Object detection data
****************

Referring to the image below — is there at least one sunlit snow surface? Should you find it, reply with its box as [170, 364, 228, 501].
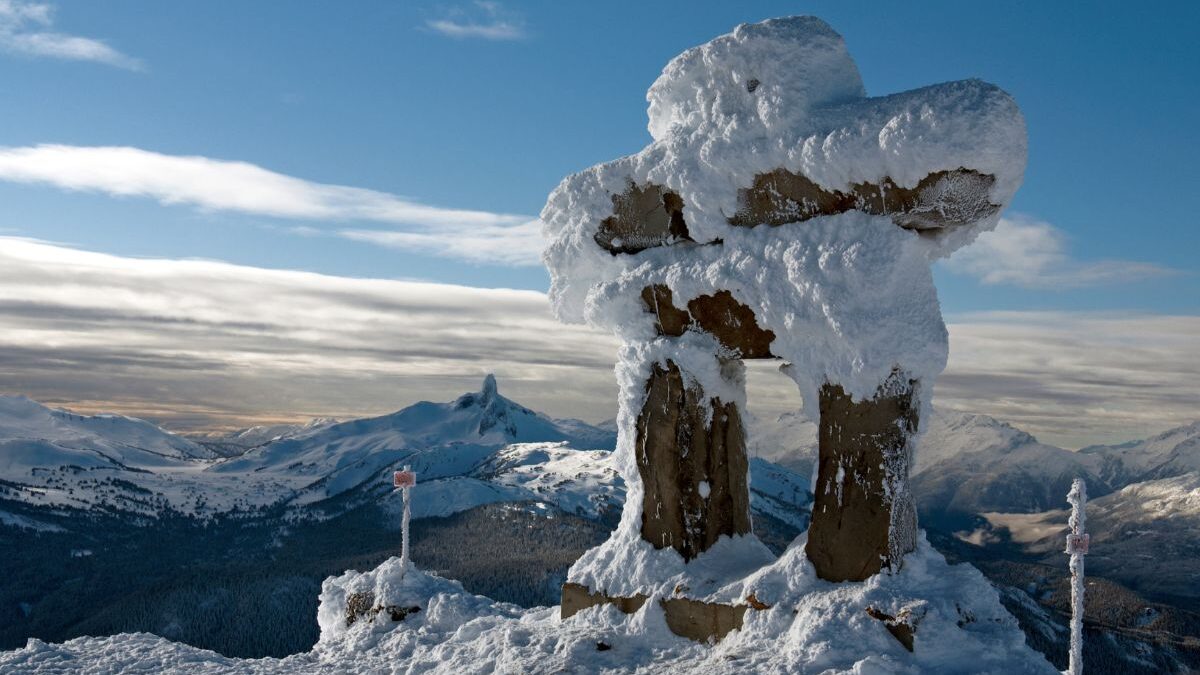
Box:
[0, 539, 1055, 674]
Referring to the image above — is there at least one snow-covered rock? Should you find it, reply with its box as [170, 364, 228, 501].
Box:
[0, 540, 1055, 675]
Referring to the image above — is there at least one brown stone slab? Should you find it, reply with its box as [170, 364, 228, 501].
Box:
[636, 360, 750, 561]
[728, 168, 1000, 232]
[594, 183, 691, 256]
[642, 283, 775, 359]
[805, 375, 918, 581]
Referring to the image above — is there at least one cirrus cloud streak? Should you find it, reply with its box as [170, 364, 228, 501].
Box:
[0, 237, 1200, 447]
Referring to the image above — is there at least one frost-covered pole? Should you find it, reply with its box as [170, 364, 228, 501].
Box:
[1067, 478, 1090, 675]
[392, 465, 416, 571]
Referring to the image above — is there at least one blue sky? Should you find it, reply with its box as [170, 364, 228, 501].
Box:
[0, 0, 1200, 446]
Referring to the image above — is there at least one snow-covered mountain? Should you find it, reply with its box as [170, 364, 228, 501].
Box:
[1079, 422, 1200, 485]
[0, 376, 810, 527]
[912, 411, 1114, 519]
[188, 417, 340, 446]
[749, 410, 1123, 518]
[0, 396, 214, 458]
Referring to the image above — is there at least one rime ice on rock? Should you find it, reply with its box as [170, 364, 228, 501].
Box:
[542, 17, 1026, 637]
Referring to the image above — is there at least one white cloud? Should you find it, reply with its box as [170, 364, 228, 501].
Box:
[425, 1, 526, 40]
[943, 215, 1176, 288]
[0, 238, 616, 423]
[0, 145, 542, 265]
[935, 311, 1200, 447]
[338, 220, 545, 267]
[0, 238, 1200, 446]
[0, 0, 143, 71]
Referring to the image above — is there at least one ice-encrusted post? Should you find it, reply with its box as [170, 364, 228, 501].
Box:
[1067, 478, 1091, 675]
[392, 465, 416, 569]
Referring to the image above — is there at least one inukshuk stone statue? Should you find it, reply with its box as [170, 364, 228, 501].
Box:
[542, 17, 1026, 638]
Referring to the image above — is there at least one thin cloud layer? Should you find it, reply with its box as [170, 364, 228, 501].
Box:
[425, 0, 526, 40]
[0, 145, 542, 265]
[943, 215, 1177, 288]
[0, 238, 1200, 446]
[0, 238, 616, 425]
[0, 0, 144, 71]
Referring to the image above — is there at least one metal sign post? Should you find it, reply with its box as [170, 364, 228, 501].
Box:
[391, 466, 416, 572]
[1067, 478, 1091, 675]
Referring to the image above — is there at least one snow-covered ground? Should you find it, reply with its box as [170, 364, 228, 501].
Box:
[0, 539, 1055, 675]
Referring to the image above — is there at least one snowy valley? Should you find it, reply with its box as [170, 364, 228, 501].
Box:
[0, 377, 1200, 671]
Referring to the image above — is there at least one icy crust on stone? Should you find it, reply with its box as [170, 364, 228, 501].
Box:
[541, 17, 1026, 372]
[646, 17, 866, 141]
[0, 539, 1056, 675]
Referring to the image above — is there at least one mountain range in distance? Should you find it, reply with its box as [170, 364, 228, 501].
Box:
[0, 376, 1200, 671]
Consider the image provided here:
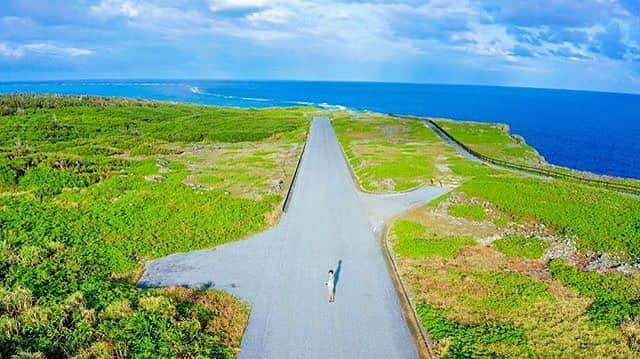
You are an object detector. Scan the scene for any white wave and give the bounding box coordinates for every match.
[283,101,315,106]
[238,97,271,102]
[318,102,347,111]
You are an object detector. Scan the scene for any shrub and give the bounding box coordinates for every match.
[547,259,640,327]
[493,234,549,259]
[392,221,475,258]
[417,303,533,358]
[448,204,487,221]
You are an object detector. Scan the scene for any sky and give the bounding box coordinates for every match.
[0,0,640,93]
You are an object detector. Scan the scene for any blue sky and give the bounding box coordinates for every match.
[0,0,640,93]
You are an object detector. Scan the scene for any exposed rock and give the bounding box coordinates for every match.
[144,175,167,182]
[584,253,640,274]
[269,178,284,193]
[543,237,578,264]
[156,158,169,173]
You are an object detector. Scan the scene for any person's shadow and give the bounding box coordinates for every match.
[333,259,342,296]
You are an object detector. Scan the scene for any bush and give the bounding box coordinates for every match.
[416,303,533,358]
[493,234,549,259]
[448,204,487,221]
[547,259,640,327]
[392,221,475,258]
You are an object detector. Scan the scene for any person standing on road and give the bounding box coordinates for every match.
[325,269,335,303]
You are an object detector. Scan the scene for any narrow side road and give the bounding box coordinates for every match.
[138,117,446,359]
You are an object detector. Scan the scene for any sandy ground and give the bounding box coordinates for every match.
[139,117,446,358]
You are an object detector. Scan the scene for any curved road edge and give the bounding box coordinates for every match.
[282,118,313,213]
[331,116,437,359]
[379,219,437,359]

****************

WRITTEN REQUEST: Reproduce the listing above word for word, from the first line to the last. Leave the pictures out.

RESULT OF THE EXERCISE:
Referring to the image below — is there at least one sunlit snow surface? Should you find it, reply with its box as [170, 364, 228, 501].
Box:
[0, 539, 1055, 674]
Referring to the image above — is there at least one snow-covered rock? Should you find it, reply with its box as [170, 364, 228, 501].
Box:
[0, 540, 1055, 675]
Referring to the image above — is there at least one brown stone slab? Should you find it, reply with its box as [170, 364, 228, 501].
Box:
[636, 360, 750, 561]
[728, 168, 1000, 232]
[594, 183, 691, 256]
[642, 283, 775, 359]
[805, 375, 918, 581]
Referring to the image above — is there at least one cirrus cloud streak? Should you find it, reply with its box as [170, 364, 228, 501].
Box:
[0, 237, 1200, 447]
Referring to the image above — is there at least one frost-covered pole? Should you find it, reply with its box as [170, 364, 228, 501].
Box:
[1067, 478, 1090, 675]
[392, 465, 416, 571]
Referring to the image above — is there at least one blue sky? Should you find it, reply with its box as [170, 364, 228, 501].
Box:
[0, 0, 1200, 446]
Referring to the image above — is there at least one snow-covered mountain? Should you find it, reply with its box as [170, 364, 228, 501].
Box:
[1079, 422, 1200, 485]
[0, 376, 810, 527]
[912, 411, 1114, 519]
[188, 417, 340, 446]
[749, 410, 1123, 518]
[0, 396, 214, 458]
Referring to the image above — is there at least one rime ice on rock? Should you find it, reply with its box as [170, 364, 228, 501].
Box:
[542, 17, 1026, 637]
Referring to the image above — is there at least one white cloud? Should you find it, reply with its box as [170, 364, 228, 501].
Box:
[425, 1, 526, 40]
[943, 215, 1176, 288]
[0, 238, 616, 423]
[0, 145, 542, 265]
[935, 311, 1200, 447]
[338, 220, 545, 267]
[0, 238, 1200, 446]
[0, 0, 143, 71]
Referring to the image above — is there at least one ice-encrusted post? Should you find it, reply with its box as [170, 364, 228, 501].
Box:
[1067, 478, 1091, 675]
[392, 465, 416, 569]
Referring to the image above — is there at least one inukshuk stone statue? Should you find it, reply with its box as [170, 364, 228, 501].
Box:
[542, 17, 1026, 638]
Referring to the image above — is there at least one thin cloud layer? Should you find it, reply with its box as [170, 364, 228, 501].
Box:
[425, 0, 526, 40]
[0, 145, 542, 265]
[943, 215, 1177, 288]
[0, 238, 1200, 446]
[0, 238, 616, 425]
[0, 0, 144, 71]
Referring to the image above — is there at least one metal sign post? Should you find it, reply with its box as [170, 364, 228, 501].
Box:
[391, 466, 416, 572]
[1067, 478, 1091, 675]
Referring to the image above — is there at least one snow-covered ground? Should you find it, reply with its box as [170, 364, 228, 501].
Box:
[0, 539, 1055, 675]
Referring to the image above — is there at least one snowy valley? Should you find it, reply with its box as [170, 364, 228, 501].
Box:
[0, 377, 1200, 671]
Referring to the image above — is there at least one icy crust on stone? Should you find it, reply with its box as [170, 364, 228, 501].
Box:
[541, 17, 1026, 372]
[646, 17, 866, 141]
[0, 539, 1056, 675]
Referring to the image above — is there at least one mountain range in distance? Should you find it, reply with its box as [170, 364, 228, 501].
Box:
[0, 376, 1200, 671]
Consider the image provided here:
You are an object detector. Scan the scene for any white wave and give the bounding box coordinates for every match.
[283,101,315,106]
[238,97,271,102]
[318,102,347,111]
You are an object detector. Scan the scene for any shrub and give the bounding box coordinates for every match.
[547,259,640,327]
[493,234,549,259]
[392,221,475,258]
[417,303,533,358]
[448,204,487,221]
You are an object detector. Scan the scene for any sky and give the bounding box coordinates for every match.
[0,0,640,93]
You are an object detector. Scan the scene for any blue sky and give the bounding box coordinates for every match.
[0,0,640,93]
You are an object detector. Scan the scene for any exposed rock and give the bounding box coordinates for every match.
[144,175,167,182]
[584,253,640,274]
[269,178,284,193]
[543,237,578,264]
[156,158,169,173]
You are an object detector. Scan the scene for any person's shadow and give the bounding box coordinates for every match.
[333,259,342,296]
You are an object detector. Scan the scene for any bush and give the bounding box coordinates for every match.
[416,303,533,358]
[493,234,549,259]
[448,204,487,221]
[547,259,640,327]
[392,221,475,258]
You are an object detector. Scan the scene for any person standing on road and give the bounding box coordinates for every match.
[325,269,335,303]
You are an object detector. Scan the scene for any narrow side road and give the bounding box coordinates for every match.
[138,117,446,359]
You are an object detector. Scan the scene for any sandy ground and give the bounding box coordinates for every match.
[139,117,446,358]
You are an object detector. Scan the scene for any curved road edge and give the bounding box coordinates for every match.
[282,118,313,213]
[331,116,437,359]
[379,219,437,359]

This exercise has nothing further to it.